WHAT TO DO :: Find every line in the records that contains the word "stone", and copy each of those lines.

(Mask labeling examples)
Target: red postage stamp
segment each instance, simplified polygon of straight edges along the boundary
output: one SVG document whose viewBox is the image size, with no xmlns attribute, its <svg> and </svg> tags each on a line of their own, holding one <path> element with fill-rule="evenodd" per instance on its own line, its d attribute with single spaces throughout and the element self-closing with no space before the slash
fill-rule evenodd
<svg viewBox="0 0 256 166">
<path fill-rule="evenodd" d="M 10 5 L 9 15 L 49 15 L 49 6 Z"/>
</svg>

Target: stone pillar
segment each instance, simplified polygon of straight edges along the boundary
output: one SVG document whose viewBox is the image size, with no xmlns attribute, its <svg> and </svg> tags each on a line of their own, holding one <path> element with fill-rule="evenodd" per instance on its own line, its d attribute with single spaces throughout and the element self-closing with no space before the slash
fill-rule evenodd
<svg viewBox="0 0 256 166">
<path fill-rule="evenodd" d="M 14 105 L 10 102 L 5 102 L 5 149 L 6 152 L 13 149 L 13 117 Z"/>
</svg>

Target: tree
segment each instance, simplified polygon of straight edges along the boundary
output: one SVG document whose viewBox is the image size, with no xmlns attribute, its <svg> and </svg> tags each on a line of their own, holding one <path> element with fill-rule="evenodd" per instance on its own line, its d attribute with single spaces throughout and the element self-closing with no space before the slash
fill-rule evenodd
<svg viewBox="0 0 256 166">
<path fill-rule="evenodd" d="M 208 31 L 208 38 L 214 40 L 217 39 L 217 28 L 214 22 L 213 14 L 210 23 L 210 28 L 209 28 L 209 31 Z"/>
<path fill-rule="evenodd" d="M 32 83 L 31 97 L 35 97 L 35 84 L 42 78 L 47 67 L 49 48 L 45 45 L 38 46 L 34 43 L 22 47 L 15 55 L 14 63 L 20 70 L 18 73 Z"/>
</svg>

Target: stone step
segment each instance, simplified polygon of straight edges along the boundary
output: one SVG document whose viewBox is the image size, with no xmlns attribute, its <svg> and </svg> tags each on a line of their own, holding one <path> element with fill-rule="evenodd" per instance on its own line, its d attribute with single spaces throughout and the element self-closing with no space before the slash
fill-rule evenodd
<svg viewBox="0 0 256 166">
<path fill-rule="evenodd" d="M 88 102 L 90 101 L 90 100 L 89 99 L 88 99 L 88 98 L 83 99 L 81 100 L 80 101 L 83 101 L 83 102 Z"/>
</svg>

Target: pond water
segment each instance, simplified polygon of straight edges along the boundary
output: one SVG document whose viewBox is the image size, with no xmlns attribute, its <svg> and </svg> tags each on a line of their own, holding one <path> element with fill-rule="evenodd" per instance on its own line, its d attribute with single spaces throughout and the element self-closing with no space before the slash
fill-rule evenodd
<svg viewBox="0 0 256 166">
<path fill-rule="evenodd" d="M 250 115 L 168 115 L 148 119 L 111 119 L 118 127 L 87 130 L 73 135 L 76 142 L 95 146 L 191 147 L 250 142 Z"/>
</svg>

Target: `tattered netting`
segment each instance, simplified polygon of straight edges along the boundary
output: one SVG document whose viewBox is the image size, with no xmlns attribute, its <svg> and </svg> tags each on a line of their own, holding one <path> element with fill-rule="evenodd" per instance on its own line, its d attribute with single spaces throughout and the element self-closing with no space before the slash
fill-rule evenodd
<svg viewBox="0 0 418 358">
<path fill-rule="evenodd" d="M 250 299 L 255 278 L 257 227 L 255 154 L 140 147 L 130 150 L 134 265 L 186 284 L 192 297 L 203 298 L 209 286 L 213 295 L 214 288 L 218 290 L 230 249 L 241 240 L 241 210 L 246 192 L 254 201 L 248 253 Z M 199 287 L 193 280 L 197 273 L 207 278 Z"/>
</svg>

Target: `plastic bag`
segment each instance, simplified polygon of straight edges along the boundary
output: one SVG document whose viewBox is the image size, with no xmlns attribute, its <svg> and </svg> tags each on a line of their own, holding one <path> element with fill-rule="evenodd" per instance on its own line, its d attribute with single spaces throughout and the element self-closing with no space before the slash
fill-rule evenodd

SOLUTION ::
Target: stone pillar
Target: stone step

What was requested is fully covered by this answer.